* **À COMPLÉTER**:
**a)** Réécrivez sous forme de liste, plus brièvement, le paragraphe du texte proposé qui commence par « Habitué à travailler avec une troupe », en gardant ses faits principaux.
**b)** Répondez à ces questions d'après le texte proposé :
(i) De quelle école est issue la promotion 2025 dont font partie les jeunes femmes ?
(ii) Combien de comédiennes et comédiens composent la distribution ?
(iii) Comment est datée la lettre de Duras citée à la fin ?

* **TEXTE PROPOSÉ**:
Habitué à travailler avec une troupe de fidèles comédiennes et comédiens, Julien Gosselin confirme également son statut de formidable directeur d’actrices et d’acteurs en dehors de ses sentiers battus. Offrant aux jeunes femmes de la promotion 2025 du Conservatoire national supérieur d’art dramatique de Paris le devant de la scène et la plupart des rôles-clefs, l’artiste se montre capable, tout à la fois, de les pousser à se transcender, et à sans doute donner plus qu’elles-mêmes ne le pressentaient, et de se nourrir de leurs personnalités de jeu pour orienter sa propre appréhension des personnages, tant Juliette Cahon en Claire Lasnes prolétaire – malgré les réserves que l’on peut avoir sur un tel choix tant il frotte avec le texte d’origine – et Lucile Rose en Marguerite Duras devisante font preuve d’une facilité troublante. Toutes et tous remarquables d’engagement et d’intensité, y compris les jeunes hommes qui dépassent, et de loin, un simple rôle de faire-valoir, en particulier Yanis Doinel, subjuguant dans Hiroshima mon amour, et Louis Pencréac’h, émouvant de pudeur dans La Douleur, certaines franchissent des crans supplémentaires et en viennent à prendre aux tripes, à l’image de Alice Da Luz Gomes, irradiante de présence aux accents chorégraphiques dans L’Amante, Rita Benmannana, saisissante de rectitude tragique dans La Maladie de la mort et Jeanne Louis-Calixte, bouleversante en Suzanna Andler dont les moindres faits et mots sont pétris par ce mensonge qui a tout gangréné, et dont la folie grandissante la rapproche de la Ekatérina possédée du Passé. En solo, en duo, en trio ou en groupe plus large, épaulés par la présence discrète de Denis Eyriey, fidèle parmi les fidèles de Julien Gosselin, ces quatorze comédiennes et comédiens prouvent qu’ils n’ont, déjà, plus rien d’élèves, qu’ils sont en mesure, sans trembler, de souffler sur les braises durassiennes pour rallumer le feu qui couve sous la dureté de façade et ne s’était jamais réellement éteint. Dans le prolongement de Duras qui termine l’une de ses lettres, simplement datée « Juin 81 » et vraisemblablement adressée à Yann Andréa, en écrivant « La seule façon de se sortir d’une histoire personnelle, c’est de l’écrire », Julien Gosselin et sa troupe de jeunes comédiennes et comédiens prouvent alors qu’elle gagne aussi, et peut-être même plus, à être ainsi réactivée.

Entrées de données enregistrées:
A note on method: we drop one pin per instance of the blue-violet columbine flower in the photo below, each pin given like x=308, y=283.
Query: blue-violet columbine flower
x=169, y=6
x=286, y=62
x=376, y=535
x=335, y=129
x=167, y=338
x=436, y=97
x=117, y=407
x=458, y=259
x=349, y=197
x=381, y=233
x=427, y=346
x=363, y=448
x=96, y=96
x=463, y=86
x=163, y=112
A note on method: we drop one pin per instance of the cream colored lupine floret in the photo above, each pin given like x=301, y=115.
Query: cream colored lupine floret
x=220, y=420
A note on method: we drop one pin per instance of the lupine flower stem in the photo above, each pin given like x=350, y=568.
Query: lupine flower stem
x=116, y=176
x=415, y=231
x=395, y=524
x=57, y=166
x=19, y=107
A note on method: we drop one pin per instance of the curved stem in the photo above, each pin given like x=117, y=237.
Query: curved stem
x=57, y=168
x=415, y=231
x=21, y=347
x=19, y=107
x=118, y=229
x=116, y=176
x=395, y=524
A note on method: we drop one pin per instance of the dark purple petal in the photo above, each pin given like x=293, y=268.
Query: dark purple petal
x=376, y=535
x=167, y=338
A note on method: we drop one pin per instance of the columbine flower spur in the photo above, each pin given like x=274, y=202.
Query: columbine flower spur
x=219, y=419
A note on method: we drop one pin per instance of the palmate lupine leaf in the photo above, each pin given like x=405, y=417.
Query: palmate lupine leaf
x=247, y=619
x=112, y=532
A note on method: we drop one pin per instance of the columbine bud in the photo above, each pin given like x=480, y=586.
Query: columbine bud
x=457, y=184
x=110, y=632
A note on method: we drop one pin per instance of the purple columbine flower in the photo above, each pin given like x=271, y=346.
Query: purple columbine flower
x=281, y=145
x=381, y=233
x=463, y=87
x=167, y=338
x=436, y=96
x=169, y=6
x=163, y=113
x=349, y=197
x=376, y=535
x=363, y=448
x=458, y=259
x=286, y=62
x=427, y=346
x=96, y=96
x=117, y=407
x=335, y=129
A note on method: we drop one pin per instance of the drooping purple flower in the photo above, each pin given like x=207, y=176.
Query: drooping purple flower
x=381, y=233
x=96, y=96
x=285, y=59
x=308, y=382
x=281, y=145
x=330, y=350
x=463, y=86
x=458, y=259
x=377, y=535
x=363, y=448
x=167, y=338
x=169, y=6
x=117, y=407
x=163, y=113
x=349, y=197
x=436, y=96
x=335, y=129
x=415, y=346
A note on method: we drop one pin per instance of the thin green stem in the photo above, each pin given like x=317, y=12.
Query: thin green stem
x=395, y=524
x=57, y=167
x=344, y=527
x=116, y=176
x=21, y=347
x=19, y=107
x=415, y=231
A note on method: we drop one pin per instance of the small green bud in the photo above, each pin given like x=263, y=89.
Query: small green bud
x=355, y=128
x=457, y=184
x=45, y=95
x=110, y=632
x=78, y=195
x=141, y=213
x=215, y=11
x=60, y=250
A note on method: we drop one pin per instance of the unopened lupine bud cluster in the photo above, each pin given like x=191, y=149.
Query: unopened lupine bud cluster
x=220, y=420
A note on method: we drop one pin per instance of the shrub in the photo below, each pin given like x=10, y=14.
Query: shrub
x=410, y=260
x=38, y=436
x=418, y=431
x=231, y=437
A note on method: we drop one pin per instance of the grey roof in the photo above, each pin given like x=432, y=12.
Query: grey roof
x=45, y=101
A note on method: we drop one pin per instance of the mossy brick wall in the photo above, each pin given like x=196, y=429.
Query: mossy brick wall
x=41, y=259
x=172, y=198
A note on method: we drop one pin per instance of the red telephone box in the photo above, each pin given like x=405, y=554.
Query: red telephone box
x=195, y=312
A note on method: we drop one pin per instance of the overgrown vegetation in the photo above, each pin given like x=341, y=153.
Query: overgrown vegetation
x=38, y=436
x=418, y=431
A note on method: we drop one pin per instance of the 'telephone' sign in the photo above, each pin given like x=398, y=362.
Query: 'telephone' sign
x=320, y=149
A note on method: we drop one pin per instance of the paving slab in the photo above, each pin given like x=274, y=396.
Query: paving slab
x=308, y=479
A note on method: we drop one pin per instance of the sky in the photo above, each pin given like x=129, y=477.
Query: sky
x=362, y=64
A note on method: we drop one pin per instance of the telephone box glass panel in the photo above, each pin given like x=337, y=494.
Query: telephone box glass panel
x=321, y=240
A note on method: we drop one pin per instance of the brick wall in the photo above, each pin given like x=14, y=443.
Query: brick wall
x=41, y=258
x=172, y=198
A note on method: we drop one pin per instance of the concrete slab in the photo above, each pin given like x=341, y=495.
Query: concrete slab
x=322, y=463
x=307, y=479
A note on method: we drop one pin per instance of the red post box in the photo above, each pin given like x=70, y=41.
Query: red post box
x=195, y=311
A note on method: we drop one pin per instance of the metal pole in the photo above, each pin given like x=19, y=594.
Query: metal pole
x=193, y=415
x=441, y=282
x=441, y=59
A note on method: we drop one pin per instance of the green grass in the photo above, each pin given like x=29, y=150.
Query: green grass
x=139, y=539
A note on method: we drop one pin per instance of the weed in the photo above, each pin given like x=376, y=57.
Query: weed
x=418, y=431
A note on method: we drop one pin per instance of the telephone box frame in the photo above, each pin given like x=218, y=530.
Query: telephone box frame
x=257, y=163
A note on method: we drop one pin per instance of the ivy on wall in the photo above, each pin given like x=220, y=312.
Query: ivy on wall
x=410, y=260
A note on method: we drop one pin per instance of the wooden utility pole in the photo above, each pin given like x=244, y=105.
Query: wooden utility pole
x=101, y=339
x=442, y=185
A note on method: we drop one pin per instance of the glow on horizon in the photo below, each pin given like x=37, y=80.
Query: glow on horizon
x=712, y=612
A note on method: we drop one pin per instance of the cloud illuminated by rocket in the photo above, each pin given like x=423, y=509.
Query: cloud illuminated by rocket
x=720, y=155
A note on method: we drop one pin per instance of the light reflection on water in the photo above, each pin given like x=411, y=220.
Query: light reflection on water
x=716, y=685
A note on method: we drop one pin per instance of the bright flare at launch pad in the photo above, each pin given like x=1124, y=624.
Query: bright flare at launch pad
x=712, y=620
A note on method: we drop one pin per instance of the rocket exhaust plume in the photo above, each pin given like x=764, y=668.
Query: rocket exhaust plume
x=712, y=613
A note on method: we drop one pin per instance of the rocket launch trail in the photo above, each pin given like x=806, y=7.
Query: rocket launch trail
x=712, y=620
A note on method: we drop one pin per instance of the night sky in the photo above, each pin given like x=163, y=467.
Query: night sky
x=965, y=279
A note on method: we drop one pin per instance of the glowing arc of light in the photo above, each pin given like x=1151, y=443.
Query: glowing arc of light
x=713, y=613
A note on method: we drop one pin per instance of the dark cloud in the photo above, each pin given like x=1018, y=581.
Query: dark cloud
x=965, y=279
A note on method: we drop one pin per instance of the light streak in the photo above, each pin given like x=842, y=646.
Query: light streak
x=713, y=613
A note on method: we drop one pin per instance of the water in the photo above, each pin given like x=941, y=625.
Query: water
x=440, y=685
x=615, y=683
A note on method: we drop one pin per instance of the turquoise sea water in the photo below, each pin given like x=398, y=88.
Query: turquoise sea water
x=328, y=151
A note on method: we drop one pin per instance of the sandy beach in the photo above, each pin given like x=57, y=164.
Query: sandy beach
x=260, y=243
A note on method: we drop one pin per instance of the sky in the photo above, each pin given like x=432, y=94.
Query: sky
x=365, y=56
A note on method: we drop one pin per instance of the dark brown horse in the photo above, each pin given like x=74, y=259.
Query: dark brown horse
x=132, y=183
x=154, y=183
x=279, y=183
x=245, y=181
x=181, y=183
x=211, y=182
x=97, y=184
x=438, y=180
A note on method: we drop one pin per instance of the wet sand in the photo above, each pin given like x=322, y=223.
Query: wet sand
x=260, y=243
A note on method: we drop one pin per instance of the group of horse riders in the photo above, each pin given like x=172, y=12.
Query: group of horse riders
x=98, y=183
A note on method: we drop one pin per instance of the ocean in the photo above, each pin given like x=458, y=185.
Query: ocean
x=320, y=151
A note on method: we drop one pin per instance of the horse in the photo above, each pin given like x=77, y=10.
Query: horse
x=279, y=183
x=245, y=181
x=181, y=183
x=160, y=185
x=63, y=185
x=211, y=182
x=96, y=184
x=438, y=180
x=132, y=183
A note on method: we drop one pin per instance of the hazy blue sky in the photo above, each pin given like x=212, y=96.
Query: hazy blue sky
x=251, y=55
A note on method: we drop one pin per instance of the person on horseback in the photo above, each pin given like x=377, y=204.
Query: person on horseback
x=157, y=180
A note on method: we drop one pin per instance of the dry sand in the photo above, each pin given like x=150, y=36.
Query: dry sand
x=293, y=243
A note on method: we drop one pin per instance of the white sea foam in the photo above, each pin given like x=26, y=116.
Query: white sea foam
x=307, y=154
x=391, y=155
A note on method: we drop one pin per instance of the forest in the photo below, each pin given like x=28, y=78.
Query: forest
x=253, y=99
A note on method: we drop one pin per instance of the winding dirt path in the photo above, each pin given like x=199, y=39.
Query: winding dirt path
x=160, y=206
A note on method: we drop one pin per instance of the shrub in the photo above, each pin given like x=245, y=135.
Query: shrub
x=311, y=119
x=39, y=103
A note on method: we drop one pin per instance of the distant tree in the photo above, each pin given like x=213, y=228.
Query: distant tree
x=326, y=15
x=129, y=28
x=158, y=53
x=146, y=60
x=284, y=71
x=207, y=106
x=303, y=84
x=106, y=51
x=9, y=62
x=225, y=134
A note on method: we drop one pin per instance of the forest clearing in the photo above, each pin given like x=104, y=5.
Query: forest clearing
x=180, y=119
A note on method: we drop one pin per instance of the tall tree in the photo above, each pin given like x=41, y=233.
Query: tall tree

* **CORRIGÉ DES EXERCICES**:
**a)**
- Julien Gosselin, habitué à sa troupe de fidèles, se confirme comme un formidable directeur d'acteurs en dehors de ses sentiers battus.
- Il confie le devant de la scène et la plupart des rôles-clefs aux jeunes femmes de la promotion 2025 du Conservatoire national supérieur d'art dramatique de Paris.
- Il les pousse à se transcender et s'inspire de leurs personnalités de jeu pour construire les personnages.
- Juliette Cahon (Claire Lasnes prolétaire, choix discutable par rapport au texte d'origine) et Lucile Rose (Marguerite Duras) montrent une facilité troublante.
- Les jeunes hommes dépassent le simple rôle de faire-valoir, notamment Yanis Doinel (Hiroshima mon amour) et Louis Pencréac'h (La Douleur).
- Certaines comédiennes vont plus loin : Alice Da Luz Gomes (L'Amante), Rita Benmannana (La Maladie de la mort) et Jeanne Louis-Calixte (Suzanna Andler).
- Épaulés par Denis Eyriey, fidèle de Gosselin, les quatorze interprètes prouvent qu'ils ne sont déjà plus des élèves et ravivent le feu durassien.
- Reprenant la phrase de Duras « La seule façon de se sortir d'une histoire personnelle, c'est de l'écrire », la troupe montre que cette histoire gagne aussi à être réactivée.

**b)**
(i) Du Conservatoire national supérieur d'art dramatique de Paris.
(ii) Quatorze.
(iii) Elle est simplement datée « Juin 81 ».